(Object detection data)
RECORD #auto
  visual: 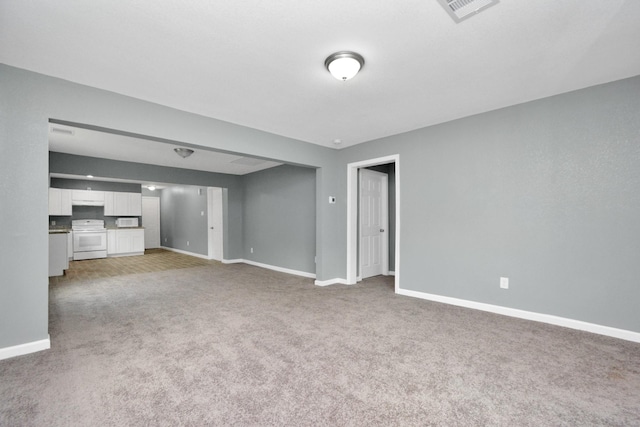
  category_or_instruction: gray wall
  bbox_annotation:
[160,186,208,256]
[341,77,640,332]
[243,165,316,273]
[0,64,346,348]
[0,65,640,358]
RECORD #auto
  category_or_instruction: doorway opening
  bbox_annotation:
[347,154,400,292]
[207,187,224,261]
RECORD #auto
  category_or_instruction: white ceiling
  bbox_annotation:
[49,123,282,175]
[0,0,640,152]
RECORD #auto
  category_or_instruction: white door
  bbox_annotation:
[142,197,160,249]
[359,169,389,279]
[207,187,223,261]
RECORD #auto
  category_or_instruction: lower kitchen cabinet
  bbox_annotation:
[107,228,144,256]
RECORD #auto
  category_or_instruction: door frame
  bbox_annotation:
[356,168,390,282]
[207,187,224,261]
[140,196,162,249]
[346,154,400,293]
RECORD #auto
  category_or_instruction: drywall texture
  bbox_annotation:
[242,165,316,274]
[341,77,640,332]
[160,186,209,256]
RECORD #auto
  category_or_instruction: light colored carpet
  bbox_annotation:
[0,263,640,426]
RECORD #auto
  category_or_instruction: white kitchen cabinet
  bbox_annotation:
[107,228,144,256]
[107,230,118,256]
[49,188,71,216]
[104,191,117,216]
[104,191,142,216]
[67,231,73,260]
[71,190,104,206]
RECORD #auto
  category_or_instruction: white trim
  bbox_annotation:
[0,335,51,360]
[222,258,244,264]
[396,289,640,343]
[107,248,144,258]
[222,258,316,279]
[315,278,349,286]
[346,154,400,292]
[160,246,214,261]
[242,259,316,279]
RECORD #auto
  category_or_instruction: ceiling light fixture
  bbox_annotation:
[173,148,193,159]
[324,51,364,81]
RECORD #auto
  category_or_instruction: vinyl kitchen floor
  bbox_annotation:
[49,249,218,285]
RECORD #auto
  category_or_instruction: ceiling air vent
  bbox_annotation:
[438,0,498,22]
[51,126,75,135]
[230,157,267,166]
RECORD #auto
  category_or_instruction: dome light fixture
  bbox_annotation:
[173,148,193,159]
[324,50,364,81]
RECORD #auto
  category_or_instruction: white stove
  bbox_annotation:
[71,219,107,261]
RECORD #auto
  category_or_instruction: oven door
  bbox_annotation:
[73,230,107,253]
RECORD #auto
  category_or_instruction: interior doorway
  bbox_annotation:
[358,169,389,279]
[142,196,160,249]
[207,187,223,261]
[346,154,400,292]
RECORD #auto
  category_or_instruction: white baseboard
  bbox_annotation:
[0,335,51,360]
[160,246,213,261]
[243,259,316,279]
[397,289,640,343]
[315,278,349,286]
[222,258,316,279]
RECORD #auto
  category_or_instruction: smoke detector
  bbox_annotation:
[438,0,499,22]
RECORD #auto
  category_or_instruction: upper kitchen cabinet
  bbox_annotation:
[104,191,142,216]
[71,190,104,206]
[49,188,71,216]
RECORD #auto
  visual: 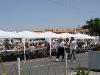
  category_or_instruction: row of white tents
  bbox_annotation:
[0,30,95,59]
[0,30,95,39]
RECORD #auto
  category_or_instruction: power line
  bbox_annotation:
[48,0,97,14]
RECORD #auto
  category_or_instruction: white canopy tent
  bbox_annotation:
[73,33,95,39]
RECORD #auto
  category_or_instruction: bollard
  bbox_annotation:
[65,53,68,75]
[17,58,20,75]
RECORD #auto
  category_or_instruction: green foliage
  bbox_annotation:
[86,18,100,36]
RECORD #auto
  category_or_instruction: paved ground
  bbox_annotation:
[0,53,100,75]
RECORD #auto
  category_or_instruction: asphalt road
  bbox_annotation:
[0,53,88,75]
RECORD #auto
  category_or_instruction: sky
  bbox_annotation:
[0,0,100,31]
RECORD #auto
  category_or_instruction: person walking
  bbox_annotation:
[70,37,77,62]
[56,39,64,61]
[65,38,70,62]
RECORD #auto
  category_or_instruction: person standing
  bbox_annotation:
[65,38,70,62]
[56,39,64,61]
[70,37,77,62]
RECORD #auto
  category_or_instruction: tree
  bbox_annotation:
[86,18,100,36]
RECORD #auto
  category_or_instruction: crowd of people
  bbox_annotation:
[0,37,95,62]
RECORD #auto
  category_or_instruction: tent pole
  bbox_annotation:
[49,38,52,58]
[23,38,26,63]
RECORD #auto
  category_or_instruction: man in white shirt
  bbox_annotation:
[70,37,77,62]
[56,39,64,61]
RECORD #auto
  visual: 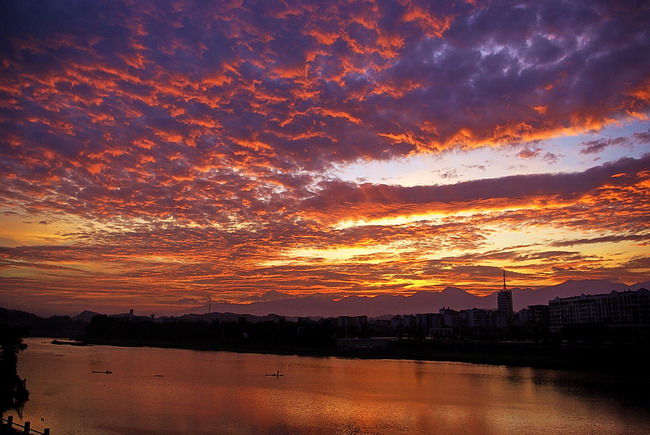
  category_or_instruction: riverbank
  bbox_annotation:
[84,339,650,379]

* The exercise
List the records above as a numbered list, from their first line through the line that contains "[0,0,640,152]", with both of those lines included. Skip blank lines and leave the pictures out.

* In response
1. RECORD #auto
2.   visual: 
3.   category_or_instruction: gray wall
4.   bbox_annotation:
5. [160,186,208,256]
6. [341,77,640,332]
7. [243,165,316,273]
8. [0,64,346,348]
9. [0,65,640,358]
10. RECORD #auto
11.   category_or_instruction: doorway opening
12.   bbox_annotation:
13. [347,154,400,292]
14. [207,187,224,261]
15. RECORD #auto
16.   category_or_instruction: white ceiling
17.   bbox_annotation:
18. [49,123,282,175]
19. [0,0,640,152]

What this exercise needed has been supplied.